**WORK INSTRUCTIONS**
Retype the lines below with no changes.

**Some lines**
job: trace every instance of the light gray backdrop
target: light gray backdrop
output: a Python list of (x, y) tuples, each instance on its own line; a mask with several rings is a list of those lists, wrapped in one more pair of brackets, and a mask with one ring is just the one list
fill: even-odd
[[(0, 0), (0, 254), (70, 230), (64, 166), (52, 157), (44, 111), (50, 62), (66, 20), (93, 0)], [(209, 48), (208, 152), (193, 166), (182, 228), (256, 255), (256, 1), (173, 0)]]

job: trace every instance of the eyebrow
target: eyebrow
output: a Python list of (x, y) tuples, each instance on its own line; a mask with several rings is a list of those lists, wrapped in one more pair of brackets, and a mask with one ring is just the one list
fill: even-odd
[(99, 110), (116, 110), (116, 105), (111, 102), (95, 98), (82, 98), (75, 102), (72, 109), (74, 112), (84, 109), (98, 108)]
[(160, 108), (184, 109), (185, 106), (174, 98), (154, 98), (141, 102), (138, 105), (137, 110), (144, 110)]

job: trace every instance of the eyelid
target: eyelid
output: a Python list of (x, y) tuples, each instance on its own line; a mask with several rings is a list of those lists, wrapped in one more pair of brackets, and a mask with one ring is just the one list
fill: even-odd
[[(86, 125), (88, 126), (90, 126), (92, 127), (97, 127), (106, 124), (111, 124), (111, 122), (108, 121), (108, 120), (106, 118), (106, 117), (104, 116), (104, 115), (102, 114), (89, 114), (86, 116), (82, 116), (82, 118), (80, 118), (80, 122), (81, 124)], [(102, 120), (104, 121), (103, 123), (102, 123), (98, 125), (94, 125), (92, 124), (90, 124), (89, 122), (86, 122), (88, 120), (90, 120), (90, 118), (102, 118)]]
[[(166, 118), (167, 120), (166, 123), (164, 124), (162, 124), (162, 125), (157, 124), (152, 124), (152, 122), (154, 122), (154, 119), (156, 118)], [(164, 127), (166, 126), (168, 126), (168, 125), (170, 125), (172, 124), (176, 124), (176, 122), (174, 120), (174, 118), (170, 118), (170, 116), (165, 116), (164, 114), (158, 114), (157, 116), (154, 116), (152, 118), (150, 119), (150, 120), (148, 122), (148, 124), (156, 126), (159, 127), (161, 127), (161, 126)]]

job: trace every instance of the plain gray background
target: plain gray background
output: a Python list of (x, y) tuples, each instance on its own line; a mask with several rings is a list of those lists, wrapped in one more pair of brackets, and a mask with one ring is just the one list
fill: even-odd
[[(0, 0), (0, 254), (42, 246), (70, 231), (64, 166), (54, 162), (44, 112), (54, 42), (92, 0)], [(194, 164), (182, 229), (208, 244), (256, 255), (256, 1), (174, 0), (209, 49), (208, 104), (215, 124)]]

**SOLVED EXERCISE**
job: trace every instance of the light gray backdrop
target: light gray backdrop
output: a Python list of (x, y) tuples, each instance on its own line; a mask with several rings is a list of those lists, wrapped in one more pair of brackets, and a mask with one ring is just the one list
fill: even-odd
[[(0, 0), (0, 254), (70, 230), (64, 166), (52, 157), (44, 111), (50, 62), (66, 20), (93, 0)], [(209, 48), (208, 152), (193, 166), (182, 228), (256, 255), (256, 1), (173, 0)]]

job: trace every instance of the eyebrow
target: eyebrow
output: a Python list of (x, y) tuples, each instance on its own line; a mask with several rings is a list of those lists, wrapped in one more pair of brackets, and a mask with one ring is just the one list
fill: even-odd
[(99, 110), (116, 110), (116, 105), (111, 102), (95, 98), (82, 98), (75, 102), (72, 109), (74, 112), (84, 109), (98, 108)]
[(160, 108), (184, 109), (185, 106), (174, 98), (154, 98), (141, 102), (138, 105), (137, 110), (144, 110)]

job: trace every instance of the eyelid
target: eyelid
output: a Python list of (x, y) tuples, each instance on its own line; a mask with several rings is a list of those lists, wrapped in one more pair of brackets, and a mask with one ring is just the one list
fill: even-odd
[[(86, 125), (88, 126), (90, 126), (92, 127), (97, 127), (106, 124), (111, 124), (111, 122), (108, 121), (108, 120), (106, 118), (106, 117), (104, 116), (104, 115), (102, 114), (89, 114), (86, 116), (82, 116), (82, 118), (80, 118), (80, 122), (81, 124)], [(102, 120), (104, 121), (103, 123), (102, 123), (98, 125), (94, 125), (92, 124), (90, 124), (89, 122), (86, 122), (88, 120), (90, 120), (90, 118), (102, 118)]]
[[(166, 118), (167, 120), (166, 123), (164, 124), (162, 124), (162, 125), (157, 124), (152, 124), (152, 122), (154, 122), (154, 119), (156, 118)], [(164, 127), (166, 126), (168, 126), (168, 125), (170, 125), (172, 124), (176, 124), (176, 122), (174, 120), (174, 118), (170, 118), (170, 116), (165, 116), (164, 114), (158, 114), (157, 116), (154, 116), (152, 118), (150, 119), (150, 120), (148, 122), (148, 124), (156, 126), (159, 127), (161, 127), (161, 126)]]

job: trace every instance of the plain gray background
target: plain gray background
output: a Python list of (x, y) tuples, each instance on its own line; a mask with several rings is a list of those lists, wrapped in one more pair of brackets, and a mask with one ring is just the one list
fill: even-odd
[[(0, 0), (0, 254), (42, 246), (70, 231), (64, 166), (54, 162), (44, 112), (54, 42), (92, 0)], [(194, 164), (182, 229), (208, 244), (256, 255), (256, 1), (174, 0), (209, 49), (208, 104), (215, 124)]]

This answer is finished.